### Task instructions
Return each line of the records below that contains the string "reporting".

* START Material supplied *

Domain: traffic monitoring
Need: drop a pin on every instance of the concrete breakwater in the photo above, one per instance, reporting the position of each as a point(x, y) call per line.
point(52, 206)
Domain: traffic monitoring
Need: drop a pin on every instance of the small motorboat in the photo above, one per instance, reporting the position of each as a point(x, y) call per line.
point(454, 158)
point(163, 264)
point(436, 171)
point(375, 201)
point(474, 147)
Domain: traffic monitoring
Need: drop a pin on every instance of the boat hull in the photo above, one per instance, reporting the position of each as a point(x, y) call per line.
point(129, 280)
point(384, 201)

* END Material supplied *
* START Material supplied *

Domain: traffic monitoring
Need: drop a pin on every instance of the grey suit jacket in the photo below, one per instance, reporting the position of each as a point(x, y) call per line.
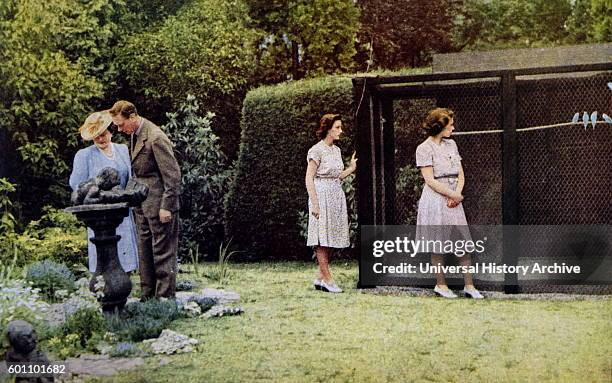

* END Material supplied *

### Written answer
Need: drop a pin on every instance of the concrete breakwater in the photo above, one per instance, reporting the position of each as a point(x, y) call per line.
Need: drop a pin on every instance of the small motorboat in the photo above, one per instance, reporting the position of each as a point(x, y) call per line.
Need: drop a pin on every instance of the boat hull in the photo above, one per instance, reporting the position of each as a point(x, y) call per line.
Need: drop a pin on every instance of the grey suit jacket in the photo below, one per instance, reporting the position of each as a point(x, y) call per line.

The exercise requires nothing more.